[Point-per-instance localization data]

★ ★ ★ ★ ★

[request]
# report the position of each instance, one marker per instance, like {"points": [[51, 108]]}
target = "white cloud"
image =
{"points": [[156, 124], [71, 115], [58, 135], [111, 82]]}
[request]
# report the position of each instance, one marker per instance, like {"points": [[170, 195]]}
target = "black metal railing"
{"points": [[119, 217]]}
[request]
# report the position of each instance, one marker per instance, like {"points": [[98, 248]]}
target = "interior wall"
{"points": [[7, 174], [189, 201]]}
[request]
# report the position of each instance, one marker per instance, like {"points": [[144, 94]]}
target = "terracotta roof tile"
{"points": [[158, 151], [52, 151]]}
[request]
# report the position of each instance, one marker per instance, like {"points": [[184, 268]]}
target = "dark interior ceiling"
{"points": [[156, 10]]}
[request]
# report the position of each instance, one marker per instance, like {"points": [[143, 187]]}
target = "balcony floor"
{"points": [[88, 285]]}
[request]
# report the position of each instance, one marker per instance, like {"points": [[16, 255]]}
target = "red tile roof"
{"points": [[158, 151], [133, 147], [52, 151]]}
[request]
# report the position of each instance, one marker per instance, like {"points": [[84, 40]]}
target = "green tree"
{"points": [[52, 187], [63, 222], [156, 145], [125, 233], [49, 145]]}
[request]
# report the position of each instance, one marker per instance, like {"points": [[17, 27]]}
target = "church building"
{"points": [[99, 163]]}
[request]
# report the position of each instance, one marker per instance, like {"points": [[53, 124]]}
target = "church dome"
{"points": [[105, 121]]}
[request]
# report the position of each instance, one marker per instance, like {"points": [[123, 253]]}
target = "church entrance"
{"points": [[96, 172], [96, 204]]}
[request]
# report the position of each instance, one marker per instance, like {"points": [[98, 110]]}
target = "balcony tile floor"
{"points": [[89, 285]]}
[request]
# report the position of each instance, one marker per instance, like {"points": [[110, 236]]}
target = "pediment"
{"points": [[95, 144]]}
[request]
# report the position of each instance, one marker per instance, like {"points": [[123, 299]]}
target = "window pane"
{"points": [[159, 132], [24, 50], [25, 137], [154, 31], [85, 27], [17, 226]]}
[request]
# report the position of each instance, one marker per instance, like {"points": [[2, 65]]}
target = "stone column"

★ ★ ★ ★ ★

## Exercise directions
Exactly as they appear above, give the entries again.

## Written response
[request]
# report the position of each instance, one marker per instance, like {"points": [[51, 108]]}
target = "white cloud"
image =
{"points": [[156, 124], [71, 115], [58, 135], [111, 82]]}
[request]
# report the position of each instance, one marker per instance, like {"points": [[170, 195]]}
target = "black metal railing"
{"points": [[119, 217]]}
[request]
# report the position of each instance, one marker per instance, like {"points": [[98, 248]]}
target = "interior wall"
{"points": [[7, 174], [189, 201]]}
[request]
# report the position of each instance, one marker per instance, like {"points": [[144, 94]]}
target = "terracotta roof tile"
{"points": [[158, 151], [52, 151]]}
[request]
# report the position of each instance, one marker per instance, like {"points": [[184, 268]]}
target = "dark interior ceiling"
{"points": [[156, 10]]}
[request]
# report the position of each instance, one marker per instance, like {"points": [[143, 187]]}
target = "balcony floor"
{"points": [[88, 285]]}
[request]
# report the position of each instance, one marker per instance, like {"points": [[16, 255]]}
target = "red tile roof"
{"points": [[158, 151], [133, 147], [52, 151]]}
[request]
# report the position of each instance, one marker per instance, like {"points": [[84, 40]]}
target = "green tree"
{"points": [[52, 187], [63, 222], [156, 145], [125, 233], [49, 145]]}
[request]
# report the position of each instance, one marker per instance, like {"points": [[17, 27]]}
target = "church building"
{"points": [[99, 163]]}
[request]
# report the position of each instance, one marker per instance, like {"points": [[53, 124]]}
target = "church dome"
{"points": [[105, 121]]}
[request]
# report the position of each instance, one marker per instance, like {"points": [[123, 253]]}
target = "church entrance"
{"points": [[96, 172], [96, 204]]}
[request]
# report the position of each instance, one marker per instance, like {"points": [[98, 110]]}
target = "balcony tile floor"
{"points": [[89, 285]]}
[request]
# report the position of each instance, one marker per instance, like {"points": [[110, 236]]}
target = "pediment"
{"points": [[95, 144]]}
[request]
# report the position of each instance, one marker per instance, like {"points": [[123, 299]]}
target = "window pane"
{"points": [[159, 132], [24, 50], [25, 137], [154, 31], [85, 27], [17, 226]]}
[request]
# report the position of each instance, one marker per instance, like {"points": [[2, 65]]}
target = "stone column"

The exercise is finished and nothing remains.